** START OF Task data **
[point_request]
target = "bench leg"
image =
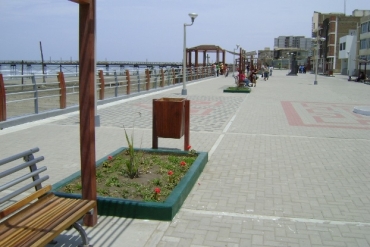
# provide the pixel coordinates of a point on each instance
(81, 231)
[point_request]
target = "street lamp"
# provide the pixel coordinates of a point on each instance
(237, 47)
(348, 63)
(184, 90)
(317, 40)
(281, 61)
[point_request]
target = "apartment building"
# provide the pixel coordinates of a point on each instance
(332, 26)
(364, 45)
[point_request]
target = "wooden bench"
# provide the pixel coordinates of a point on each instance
(34, 219)
(237, 82)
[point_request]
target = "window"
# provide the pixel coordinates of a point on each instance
(363, 44)
(365, 27)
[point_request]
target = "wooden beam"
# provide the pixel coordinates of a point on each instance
(81, 1)
(87, 27)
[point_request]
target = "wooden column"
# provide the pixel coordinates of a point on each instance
(147, 79)
(87, 103)
(204, 58)
(128, 88)
(102, 85)
(2, 99)
(162, 78)
(189, 60)
(62, 91)
(196, 58)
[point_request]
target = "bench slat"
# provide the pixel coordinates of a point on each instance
(23, 189)
(18, 156)
(22, 178)
(67, 222)
(49, 220)
(37, 225)
(21, 166)
(14, 207)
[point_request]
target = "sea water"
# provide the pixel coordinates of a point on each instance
(52, 69)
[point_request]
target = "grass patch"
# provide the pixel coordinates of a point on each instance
(237, 90)
(158, 174)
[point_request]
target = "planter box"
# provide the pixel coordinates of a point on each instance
(236, 90)
(144, 210)
(169, 117)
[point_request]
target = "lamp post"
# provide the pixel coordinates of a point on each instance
(237, 47)
(317, 40)
(348, 63)
(184, 90)
(281, 61)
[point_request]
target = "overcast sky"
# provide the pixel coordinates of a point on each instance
(152, 30)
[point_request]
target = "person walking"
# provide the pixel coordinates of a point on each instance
(265, 73)
(253, 77)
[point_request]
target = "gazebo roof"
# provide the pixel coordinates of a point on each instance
(206, 48)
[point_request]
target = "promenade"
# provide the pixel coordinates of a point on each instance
(288, 164)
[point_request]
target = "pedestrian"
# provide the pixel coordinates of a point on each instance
(253, 77)
(214, 69)
(265, 72)
(247, 82)
(226, 70)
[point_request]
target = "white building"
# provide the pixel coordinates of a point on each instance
(347, 53)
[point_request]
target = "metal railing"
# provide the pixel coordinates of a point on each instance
(29, 94)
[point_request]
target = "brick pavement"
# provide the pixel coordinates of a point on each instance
(288, 164)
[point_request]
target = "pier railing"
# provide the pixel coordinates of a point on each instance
(36, 93)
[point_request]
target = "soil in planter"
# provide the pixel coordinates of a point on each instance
(161, 171)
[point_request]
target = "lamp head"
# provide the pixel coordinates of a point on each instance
(193, 16)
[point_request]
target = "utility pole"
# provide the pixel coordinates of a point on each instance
(42, 64)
** END OF Task data **
Exercise objective: Your job is to transcribe the entries above exactly; skip the pictures.

Task solution:
[point_request]
target = "bench leg"
image =
# provide the pixel coordinates of a point on each instance
(81, 231)
[point_request]
target = "street lamp"
# provide the pixel coordinates of a point on each instance
(237, 47)
(348, 63)
(184, 90)
(317, 40)
(281, 61)
[point_request]
target = "apartment building"
# provide the pixel coordinates of a point on each instance
(332, 26)
(364, 45)
[point_request]
target = "wooden bench"
# provide the pixel coordinates of a point on each instance
(34, 219)
(237, 82)
[point_request]
target = "window"
# provide the pixel coordinates of a point on each instance
(363, 44)
(365, 27)
[point_request]
target = "wooden beam"
# provide the pixel coordinates of a point on each instance
(81, 1)
(87, 27)
[point_request]
target = "wooden column"
# provide the pixel coordinates of a point on each instance
(147, 79)
(87, 103)
(204, 58)
(128, 88)
(102, 85)
(2, 99)
(162, 78)
(189, 60)
(62, 91)
(196, 58)
[point_request]
target = "bench slat"
# provide the pixel coordinates of a point on each instance
(23, 189)
(18, 156)
(22, 178)
(67, 222)
(49, 220)
(37, 225)
(21, 166)
(14, 207)
[point_request]
target = "sea water"
# provide the pixel coordinates of a point on each instance
(52, 69)
[point_request]
target = "grass patch"
# provide the pixel coordinates of a point on each instance
(237, 90)
(158, 174)
[point_request]
target = "planter box"
# provide the pixel coordinates of a point on each instance
(236, 90)
(144, 210)
(169, 117)
[point_request]
target = "lamp post"
# provide the pixel coordinates of a point on each instance
(237, 47)
(317, 40)
(348, 63)
(184, 90)
(281, 61)
[point_request]
target = "overcast sky"
# provide the pixel coordinates of a point on each instance
(152, 30)
[point_request]
target = "person walking"
# provide the pixel coordinates of a point on each instance
(265, 73)
(253, 77)
[point_request]
target = "gazebo roof"
# provide the pixel coordinates of a point on each instance
(206, 48)
[point_request]
target = "promenade"
# provide the pixel coordinates of a point on each instance
(288, 164)
[point_request]
target = "pedestrian"
# provide the pixel coordinates of a point on each instance
(253, 77)
(214, 69)
(265, 72)
(247, 82)
(226, 70)
[point_request]
target = "white building"
# provide the pixel coordinates of a point on each instance
(347, 53)
[point_request]
target = "metal railing"
# provide the pixel coordinates of a point on each instance
(29, 94)
[point_request]
target = "brick pavement"
# provide the pixel coordinates of a point on each instance
(288, 164)
[point_request]
target = "pier railing"
# provide the pixel coordinates of a point on each instance
(36, 93)
[point_request]
target = "soil in planter"
# provide the pixel coordinates of a point on each instance
(161, 171)
[point_request]
target = "lamp head"
# provide the pixel coordinates of a point on each instance
(193, 16)
[point_request]
target = "utility pole"
# provide the pixel coordinates of a point on each instance
(42, 64)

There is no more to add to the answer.